Write out, word for word, only the data from its first line to the line containing "pixel 309 20".

#### [Given data]
>>>
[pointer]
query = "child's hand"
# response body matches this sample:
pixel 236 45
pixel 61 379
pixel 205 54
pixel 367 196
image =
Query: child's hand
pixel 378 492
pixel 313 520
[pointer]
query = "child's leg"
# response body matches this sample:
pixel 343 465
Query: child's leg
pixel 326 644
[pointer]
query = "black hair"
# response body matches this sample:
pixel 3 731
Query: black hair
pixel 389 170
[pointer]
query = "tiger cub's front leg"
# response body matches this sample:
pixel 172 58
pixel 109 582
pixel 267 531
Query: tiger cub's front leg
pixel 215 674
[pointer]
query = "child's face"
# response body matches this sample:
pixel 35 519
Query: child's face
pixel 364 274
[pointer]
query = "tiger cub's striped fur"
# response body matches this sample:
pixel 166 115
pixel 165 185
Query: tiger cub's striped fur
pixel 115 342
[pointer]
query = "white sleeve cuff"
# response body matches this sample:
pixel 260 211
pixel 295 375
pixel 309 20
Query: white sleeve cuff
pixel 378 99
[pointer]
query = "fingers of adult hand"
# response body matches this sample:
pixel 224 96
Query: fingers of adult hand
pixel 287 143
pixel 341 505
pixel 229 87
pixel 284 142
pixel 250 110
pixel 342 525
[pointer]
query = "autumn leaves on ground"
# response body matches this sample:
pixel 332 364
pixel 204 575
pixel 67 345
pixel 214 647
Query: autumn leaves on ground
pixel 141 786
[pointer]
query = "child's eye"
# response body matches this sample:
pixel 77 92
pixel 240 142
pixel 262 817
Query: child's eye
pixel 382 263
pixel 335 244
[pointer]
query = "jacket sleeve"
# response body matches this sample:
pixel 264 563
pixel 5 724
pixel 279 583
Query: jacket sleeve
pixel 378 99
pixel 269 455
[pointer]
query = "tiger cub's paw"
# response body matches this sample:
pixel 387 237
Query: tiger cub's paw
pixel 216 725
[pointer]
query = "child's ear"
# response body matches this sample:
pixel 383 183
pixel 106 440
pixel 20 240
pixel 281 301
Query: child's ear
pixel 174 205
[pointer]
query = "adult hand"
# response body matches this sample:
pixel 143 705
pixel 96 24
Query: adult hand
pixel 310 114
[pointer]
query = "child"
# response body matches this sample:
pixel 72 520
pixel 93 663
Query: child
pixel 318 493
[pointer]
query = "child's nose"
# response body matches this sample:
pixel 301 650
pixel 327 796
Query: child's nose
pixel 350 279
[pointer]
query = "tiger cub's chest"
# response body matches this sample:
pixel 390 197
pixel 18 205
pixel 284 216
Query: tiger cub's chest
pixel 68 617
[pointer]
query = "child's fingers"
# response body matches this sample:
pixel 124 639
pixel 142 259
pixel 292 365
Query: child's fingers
<<<
#### [Solution to this problem]
[pointer]
query = "child's hand"
# response body matches this sample:
pixel 236 45
pixel 61 379
pixel 205 54
pixel 367 196
image =
Query: child's hand
pixel 378 492
pixel 313 520
[pointer]
query = "child's leg"
# response body matches this sample:
pixel 343 465
Query: child's leg
pixel 326 644
[pointer]
query = "black hair"
# response body matches this sample:
pixel 3 731
Query: black hair
pixel 389 170
[pointer]
query = "tiger cub's front leg"
# response body matches this sample:
pixel 172 58
pixel 109 582
pixel 267 531
Query: tiger cub's front leg
pixel 215 674
[pointer]
query = "child's face"
# response body matches this sample:
pixel 35 519
Query: child's face
pixel 364 274
[pointer]
query = "tiger cub's striped fur"
# response body matches this sample:
pixel 166 115
pixel 165 185
Query: tiger cub's striped fur
pixel 115 342
[pointer]
query = "white sleeve cuff"
# response body matches this sample:
pixel 260 211
pixel 295 375
pixel 309 20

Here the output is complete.